EXERCISE BRIEF >> Transcribe all of the records word for word, but omit the pictures.

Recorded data
####
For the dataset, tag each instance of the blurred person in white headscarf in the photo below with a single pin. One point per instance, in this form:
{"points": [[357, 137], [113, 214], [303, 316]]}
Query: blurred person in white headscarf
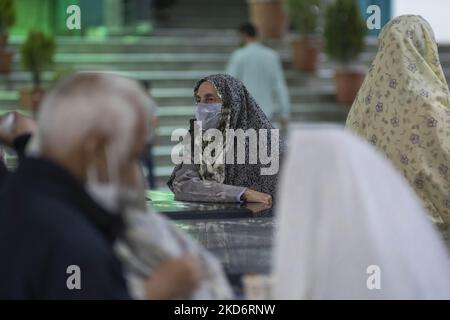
{"points": [[350, 227]]}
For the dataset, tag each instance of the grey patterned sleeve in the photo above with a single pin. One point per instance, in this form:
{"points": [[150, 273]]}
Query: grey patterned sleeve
{"points": [[188, 186]]}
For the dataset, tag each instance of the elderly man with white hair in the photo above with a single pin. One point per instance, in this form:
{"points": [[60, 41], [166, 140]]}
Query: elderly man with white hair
{"points": [[59, 217]]}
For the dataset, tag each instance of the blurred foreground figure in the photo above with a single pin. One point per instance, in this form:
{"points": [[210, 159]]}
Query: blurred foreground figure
{"points": [[15, 132], [261, 71], [224, 104], [61, 210], [349, 224], [403, 108]]}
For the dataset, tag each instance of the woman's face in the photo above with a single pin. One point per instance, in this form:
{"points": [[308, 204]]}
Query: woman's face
{"points": [[206, 93]]}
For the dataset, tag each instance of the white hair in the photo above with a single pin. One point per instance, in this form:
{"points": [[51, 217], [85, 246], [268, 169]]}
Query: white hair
{"points": [[88, 101]]}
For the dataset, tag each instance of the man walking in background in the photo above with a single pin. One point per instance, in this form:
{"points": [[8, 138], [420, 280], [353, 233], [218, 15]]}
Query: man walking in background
{"points": [[260, 69]]}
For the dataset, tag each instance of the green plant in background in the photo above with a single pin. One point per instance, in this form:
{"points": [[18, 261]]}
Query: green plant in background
{"points": [[7, 16], [344, 31], [37, 53], [304, 14]]}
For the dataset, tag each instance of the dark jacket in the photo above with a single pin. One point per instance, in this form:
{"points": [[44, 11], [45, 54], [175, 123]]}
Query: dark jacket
{"points": [[48, 223]]}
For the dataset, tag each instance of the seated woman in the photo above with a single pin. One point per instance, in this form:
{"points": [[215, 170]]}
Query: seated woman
{"points": [[403, 108], [352, 228], [224, 103]]}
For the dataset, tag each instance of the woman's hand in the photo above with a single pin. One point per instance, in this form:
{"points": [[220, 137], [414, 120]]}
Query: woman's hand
{"points": [[255, 196]]}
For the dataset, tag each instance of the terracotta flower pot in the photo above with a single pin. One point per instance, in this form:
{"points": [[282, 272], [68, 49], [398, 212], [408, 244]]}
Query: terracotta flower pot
{"points": [[5, 61], [348, 83], [268, 17], [31, 98], [305, 53]]}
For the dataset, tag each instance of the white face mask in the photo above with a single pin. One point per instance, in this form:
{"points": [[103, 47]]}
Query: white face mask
{"points": [[209, 114]]}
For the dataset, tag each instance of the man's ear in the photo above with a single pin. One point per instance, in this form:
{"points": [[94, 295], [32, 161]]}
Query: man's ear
{"points": [[94, 147]]}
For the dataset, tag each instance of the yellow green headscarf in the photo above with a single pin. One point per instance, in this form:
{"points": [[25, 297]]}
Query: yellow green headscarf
{"points": [[403, 108]]}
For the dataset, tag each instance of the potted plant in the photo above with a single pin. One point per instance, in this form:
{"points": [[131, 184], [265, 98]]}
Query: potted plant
{"points": [[268, 17], [36, 53], [344, 35], [304, 15], [7, 19]]}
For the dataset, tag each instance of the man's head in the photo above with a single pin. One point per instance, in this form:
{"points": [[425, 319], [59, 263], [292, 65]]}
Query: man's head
{"points": [[94, 124], [247, 33]]}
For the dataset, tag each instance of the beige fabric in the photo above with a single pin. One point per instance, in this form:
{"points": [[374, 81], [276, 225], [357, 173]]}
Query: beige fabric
{"points": [[403, 108]]}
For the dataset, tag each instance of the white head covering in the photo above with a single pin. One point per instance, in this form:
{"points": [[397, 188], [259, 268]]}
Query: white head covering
{"points": [[343, 208]]}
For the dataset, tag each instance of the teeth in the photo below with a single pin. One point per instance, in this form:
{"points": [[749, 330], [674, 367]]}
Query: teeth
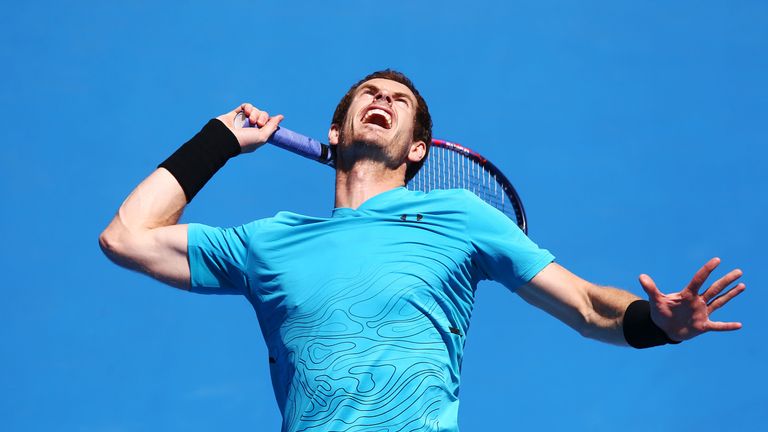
{"points": [[381, 113]]}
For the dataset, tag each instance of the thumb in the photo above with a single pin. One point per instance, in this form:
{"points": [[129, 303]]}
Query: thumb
{"points": [[649, 286], [271, 126]]}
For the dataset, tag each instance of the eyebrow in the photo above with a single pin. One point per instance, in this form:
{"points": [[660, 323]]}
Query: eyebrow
{"points": [[395, 94]]}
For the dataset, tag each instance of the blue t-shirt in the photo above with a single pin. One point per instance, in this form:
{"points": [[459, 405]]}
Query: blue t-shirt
{"points": [[365, 313]]}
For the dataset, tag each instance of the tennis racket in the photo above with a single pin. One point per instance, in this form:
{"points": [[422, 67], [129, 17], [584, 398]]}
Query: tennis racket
{"points": [[448, 166]]}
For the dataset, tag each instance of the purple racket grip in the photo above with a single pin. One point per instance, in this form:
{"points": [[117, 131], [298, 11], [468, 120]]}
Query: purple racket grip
{"points": [[294, 142]]}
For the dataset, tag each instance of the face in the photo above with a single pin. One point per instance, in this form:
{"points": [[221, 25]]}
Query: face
{"points": [[380, 121]]}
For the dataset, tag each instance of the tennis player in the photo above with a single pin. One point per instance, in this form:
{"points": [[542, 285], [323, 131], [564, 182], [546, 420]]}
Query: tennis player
{"points": [[365, 313]]}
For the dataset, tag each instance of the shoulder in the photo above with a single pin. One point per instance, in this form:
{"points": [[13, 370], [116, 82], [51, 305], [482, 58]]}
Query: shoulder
{"points": [[456, 198]]}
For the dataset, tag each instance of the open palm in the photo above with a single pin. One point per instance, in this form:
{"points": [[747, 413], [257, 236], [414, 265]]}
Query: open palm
{"points": [[685, 315]]}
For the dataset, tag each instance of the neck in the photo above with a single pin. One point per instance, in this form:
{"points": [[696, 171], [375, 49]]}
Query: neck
{"points": [[364, 180]]}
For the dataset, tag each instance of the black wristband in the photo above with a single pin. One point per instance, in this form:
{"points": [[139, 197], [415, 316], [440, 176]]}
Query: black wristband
{"points": [[194, 163], [639, 329]]}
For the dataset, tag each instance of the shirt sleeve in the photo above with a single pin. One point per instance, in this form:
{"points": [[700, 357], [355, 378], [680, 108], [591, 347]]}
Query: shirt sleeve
{"points": [[502, 250], [217, 259]]}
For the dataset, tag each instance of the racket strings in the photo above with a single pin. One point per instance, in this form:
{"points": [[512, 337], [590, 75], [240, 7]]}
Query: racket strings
{"points": [[449, 169]]}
####
RESPONSE FOR THIS EXERCISE >>
For the dataset, tag each instance of the blurred person in white headscarf in the photo below with a single pin. One point per instance, in this form:
{"points": [[357, 137], [113, 214], [303, 316]]}
Query: blurred person in white headscarf
{"points": [[350, 227]]}
For the dataset, tag each instance of the grey patterned sleeve in the photo above with a single pin. One point per instance, in this form:
{"points": [[150, 273]]}
Query: grey patterned sleeve
{"points": [[188, 186]]}
For the dataset, tag each instance of the elderly man with white hair in the photo above with a single pin. One point per instance, in this form:
{"points": [[60, 41], [166, 140]]}
Query: elderly man with white hair
{"points": [[59, 217]]}
For the dataset, tag each instance of the blurred foreground figure in the photo above with a single pin. One point per instance, in this form:
{"points": [[210, 159]]}
Query: blurred foreground figure
{"points": [[15, 132], [261, 71], [224, 104], [61, 210], [349, 224], [403, 108]]}
For the dataset, tag each instance of the woman's face in the photo above with a single pin. One point per instance, in this form:
{"points": [[308, 204]]}
Query: woman's face
{"points": [[206, 93]]}
For the dataset, tag each instance of the white hair in the photo above with a single pin. One point per instance, in this form:
{"points": [[51, 217], [85, 246], [268, 169]]}
Query: white hair
{"points": [[88, 101]]}
For the dataset, tag each instance of the man walking in background in the photo above with a single pin. One point per instance, in this form:
{"points": [[8, 138], [420, 280], [353, 233], [218, 15]]}
Query: man walking in background
{"points": [[260, 69]]}
For the dataset, tag each instance of the green plant in background in the photo above with a single pin. One point per instance, in this form:
{"points": [[18, 261]]}
Query: green plant in background
{"points": [[7, 16], [344, 31], [37, 53], [304, 14]]}
For the dataset, tag each instance of the dark jacket in the photo above with a single pin. One point per instance, in this form:
{"points": [[44, 11], [45, 54], [175, 123]]}
Query: dark jacket
{"points": [[48, 223]]}
For the dataset, tag each instance of the seated woman in the photo above with a single pin. One point per instance, in this form:
{"points": [[215, 170]]}
Query: seated woman
{"points": [[403, 108], [352, 228], [224, 103]]}
For the dataset, tag each instance of the woman's hand in the photo above with a single pin. One point per instance, in this form:
{"points": [[220, 137], [414, 120]]}
Query: woman's hand
{"points": [[255, 196]]}
For the dataset, tag each instance of the terracotta flower pot in the photo above with a single pin. One point per instance, in this form:
{"points": [[282, 272], [68, 49], [398, 212], [408, 244]]}
Query: terracotta flower pot
{"points": [[5, 61], [348, 83], [268, 17], [31, 98], [305, 53]]}
For the dataset, tag each instance of the white face mask in the photo above with a single pin. One point per instance, in this form:
{"points": [[103, 47]]}
Query: white face mask
{"points": [[209, 114]]}
For the dataset, tag each instance of the man's ear in the photo above with a single pin. One point per instance, in this form:
{"points": [[94, 295], [32, 161]]}
Query: man's ear
{"points": [[94, 147]]}
For the dataset, tag each instance of the yellow green headscarf in the photo above with a single pin. One point per instance, in this form:
{"points": [[25, 297]]}
Query: yellow green headscarf
{"points": [[403, 108]]}
For the dataset, tag each instance of the potted plant in the photo above with a single pin. One point per instance, in this form:
{"points": [[131, 184], [265, 98]]}
Query: potted plant
{"points": [[268, 17], [36, 53], [344, 35], [304, 15], [7, 19]]}
For the dataset, tag each instance of the man's head in the photo above with a single pin. One point per instance, in this form:
{"points": [[425, 319], [59, 263], [292, 65]]}
Query: man's head
{"points": [[94, 124], [247, 33]]}
For the dataset, tag each instance of the beige fabric in the photo above with a single pin. One point per instance, in this form:
{"points": [[374, 81], [276, 225], [357, 173]]}
Query: beige fabric
{"points": [[403, 108]]}
For the dataset, tag each instance of the white head covering in the photo above with a single pin. One point per instance, in this form:
{"points": [[397, 188], [259, 268]]}
Query: white head covering
{"points": [[343, 208]]}
For the dataset, tag each instance of the teeth in the photo below with a single pin. One point per instance, in this form:
{"points": [[749, 330], [674, 367]]}
Query: teeth
{"points": [[381, 113]]}
For the dataset, tag each instance of the thumb in the photo above with a single pin. One point per instance, in this form:
{"points": [[129, 303]]}
Query: thumb
{"points": [[649, 286], [271, 126]]}
For the dataset, tag each instance of the eyebrow in the photo above with a single pin. One point per instance, in this form:
{"points": [[660, 323]]}
Query: eyebrow
{"points": [[395, 94]]}
For the dataset, tag each instance of the blue t-shirt in the photo above with a single pin. One point per instance, in this form:
{"points": [[459, 405]]}
Query: blue t-shirt
{"points": [[365, 313]]}
For the dataset, tag each instance of the tennis racket in the photo above with a single pin. One point per instance, in this form:
{"points": [[422, 67], [129, 17], [584, 398]]}
Query: tennis racket
{"points": [[448, 166]]}
For the dataset, tag each instance of the purple racket grip in the photo above with a single pin. One point per instance, in this form:
{"points": [[117, 131], [298, 11], [468, 120]]}
Query: purple racket grip
{"points": [[294, 142]]}
For the dataset, tag each instance of the face in the photo above with a single pin. One point per instance, in this form:
{"points": [[221, 25]]}
Query: face
{"points": [[380, 121]]}
For the dataset, tag each instance of the tennis player in the photo above with a single pin. One point per instance, in this form:
{"points": [[542, 285], [323, 131], [564, 182], [546, 420]]}
Query: tennis player
{"points": [[365, 313]]}
For the dataset, tag each instance of the shoulder in the photo above with a single pin. One point per instance, in this form:
{"points": [[13, 370], [116, 82], [51, 305], [482, 58]]}
Query: shoulder
{"points": [[456, 198]]}
For the dataset, tag each instance of the open palm in the photo above with a single pin. One point per instance, in this form:
{"points": [[747, 413], [257, 236], [414, 265]]}
Query: open palm
{"points": [[685, 315]]}
For the dataset, tag each instance of the neck in the photo above with a single pin. One point per instance, in this form:
{"points": [[696, 171], [375, 49]]}
Query: neck
{"points": [[364, 180]]}
For the dataset, tag each instance of the black wristband in the photo above with a single pin. One point per instance, in this form:
{"points": [[139, 197], [415, 316], [440, 176]]}
Query: black wristband
{"points": [[194, 163], [639, 329]]}
For the dataset, tag each instance of the shirt sleeve in the photo above with a single pin. One point per instance, in this form:
{"points": [[700, 357], [355, 378], [680, 108], [591, 347]]}
Query: shirt sleeve
{"points": [[502, 250], [217, 259]]}
For the dataset, tag each instance of the racket strings in the photo above with a single pin. One point per instance, in this form:
{"points": [[512, 337], [590, 75], [240, 7]]}
Query: racket strings
{"points": [[449, 169]]}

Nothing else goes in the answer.